> [Aim of the task] Copy the listing below word for word, leaving out the pictures.

Shape labeling items for pictures:
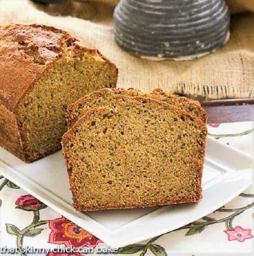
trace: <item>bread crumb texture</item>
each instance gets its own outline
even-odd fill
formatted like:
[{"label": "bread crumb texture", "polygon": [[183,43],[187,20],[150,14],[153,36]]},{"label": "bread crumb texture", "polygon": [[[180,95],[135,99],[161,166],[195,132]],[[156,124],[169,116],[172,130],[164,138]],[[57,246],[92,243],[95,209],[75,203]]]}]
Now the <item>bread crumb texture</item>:
[{"label": "bread crumb texture", "polygon": [[103,88],[84,96],[68,106],[66,112],[68,128],[71,127],[79,118],[91,108],[111,104],[114,102],[116,95],[119,94],[130,96],[140,96],[157,99],[180,108],[198,117],[204,123],[206,122],[207,119],[205,111],[198,101],[167,93],[159,88],[155,89],[151,93],[143,93],[133,88]]},{"label": "bread crumb texture", "polygon": [[67,106],[117,75],[97,49],[36,25],[0,27],[0,145],[27,162],[60,149]]},{"label": "bread crumb texture", "polygon": [[92,100],[83,101],[87,111],[62,138],[75,208],[199,201],[205,123],[166,102],[108,93],[94,93]]}]

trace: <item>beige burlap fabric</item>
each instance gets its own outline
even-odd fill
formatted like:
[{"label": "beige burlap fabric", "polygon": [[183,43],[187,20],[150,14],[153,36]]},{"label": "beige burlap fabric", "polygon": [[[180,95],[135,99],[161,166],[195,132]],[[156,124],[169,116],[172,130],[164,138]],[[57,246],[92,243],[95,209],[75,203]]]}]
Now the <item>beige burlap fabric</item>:
[{"label": "beige burlap fabric", "polygon": [[[246,7],[251,7],[247,3],[252,1],[246,2]],[[68,7],[71,15],[85,19],[84,13],[87,13],[87,19],[92,22],[70,16],[50,15],[48,12],[52,14],[52,10],[38,8],[28,0],[2,0],[0,25],[36,23],[69,31],[99,49],[116,64],[119,71],[119,87],[135,87],[147,91],[160,87],[207,99],[254,97],[254,14],[234,17],[231,39],[216,53],[191,61],[155,62],[132,56],[117,45],[110,19],[112,10],[108,9],[105,15],[105,7],[101,7],[101,4],[90,3],[92,5],[89,7],[89,2],[72,2],[79,5],[75,9],[79,13],[72,13],[72,7]],[[88,11],[89,8],[90,9]],[[106,26],[102,25],[104,18]]]}]

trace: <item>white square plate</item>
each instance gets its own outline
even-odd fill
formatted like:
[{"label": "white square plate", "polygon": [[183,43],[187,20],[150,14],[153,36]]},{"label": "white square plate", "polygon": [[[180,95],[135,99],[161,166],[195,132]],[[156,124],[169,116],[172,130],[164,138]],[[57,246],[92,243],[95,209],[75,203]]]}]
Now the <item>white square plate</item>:
[{"label": "white square plate", "polygon": [[116,247],[173,230],[222,206],[249,185],[252,163],[243,153],[209,138],[202,180],[203,198],[199,203],[84,213],[75,211],[72,206],[61,152],[27,164],[0,148],[0,172],[3,176],[105,243]]}]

> [Task solution]
trace: <item>bread crumb texture</item>
each instance gets its own outline
even-odd fill
formatted like:
[{"label": "bread crumb texture", "polygon": [[183,43],[187,20],[150,14],[153,36]]},{"label": "bread crumb texture", "polygon": [[[180,95],[135,99],[161,166],[195,132]],[[156,124],[169,116],[172,130],[164,138]],[[57,246],[92,243],[95,209],[75,203]]]}]
Now the <item>bread crumb texture</item>:
[{"label": "bread crumb texture", "polygon": [[103,88],[84,96],[68,106],[66,112],[68,128],[71,127],[79,118],[91,108],[111,104],[114,102],[116,95],[119,94],[130,96],[140,96],[157,99],[180,108],[198,117],[204,123],[206,122],[207,119],[205,111],[198,101],[167,93],[159,88],[155,89],[151,93],[143,93],[133,88]]},{"label": "bread crumb texture", "polygon": [[67,106],[117,75],[97,49],[36,25],[0,27],[0,145],[27,162],[60,149]]},{"label": "bread crumb texture", "polygon": [[92,100],[83,101],[87,111],[62,138],[75,208],[199,201],[205,123],[166,102],[108,93],[94,93]]}]

trace: <item>beige burlap fabric</item>
each instance gets its own outline
even-odd fill
formatted like:
[{"label": "beige burlap fabric", "polygon": [[183,43],[187,20],[150,14],[153,36]]},{"label": "beige burlap fabric", "polygon": [[[180,95],[135,99],[161,166],[195,132]],[[156,124],[169,116],[172,130],[164,138]],[[57,246],[92,243],[95,209],[75,203]]]}]
Now the <item>beige burlap fabric</item>:
[{"label": "beige burlap fabric", "polygon": [[[246,7],[251,7],[247,3],[252,1],[246,2]],[[68,7],[71,15],[85,19],[84,13],[87,13],[87,19],[92,22],[70,16],[50,15],[48,12],[52,14],[52,10],[38,8],[28,0],[2,0],[0,25],[36,23],[69,31],[99,49],[116,64],[119,71],[119,87],[135,87],[147,91],[160,87],[207,99],[254,97],[254,14],[234,17],[231,39],[216,53],[191,61],[155,62],[132,56],[117,45],[110,19],[112,10],[108,9],[105,15],[105,7],[101,7],[101,4],[90,3],[92,5],[89,7],[89,2],[72,2],[79,5],[75,9],[79,13],[72,13],[72,7]],[[88,11],[89,8],[90,9]],[[106,26],[102,25],[104,18]]]}]

trace: <item>white square plate</item>
each instance gets its own outline
even-odd fill
formatted like:
[{"label": "white square plate", "polygon": [[183,43],[187,20],[150,14],[153,36]]},{"label": "white square plate", "polygon": [[[180,95],[135,99],[161,166],[195,132]],[[156,124],[169,116],[172,130],[164,138]],[[57,246],[92,243],[95,209],[75,203]]]}]
Now the <item>white square plate</item>:
[{"label": "white square plate", "polygon": [[116,247],[173,230],[222,206],[249,185],[252,163],[243,153],[209,138],[202,180],[203,198],[199,203],[84,213],[75,211],[72,206],[61,152],[27,164],[0,148],[0,172],[3,176],[105,243]]}]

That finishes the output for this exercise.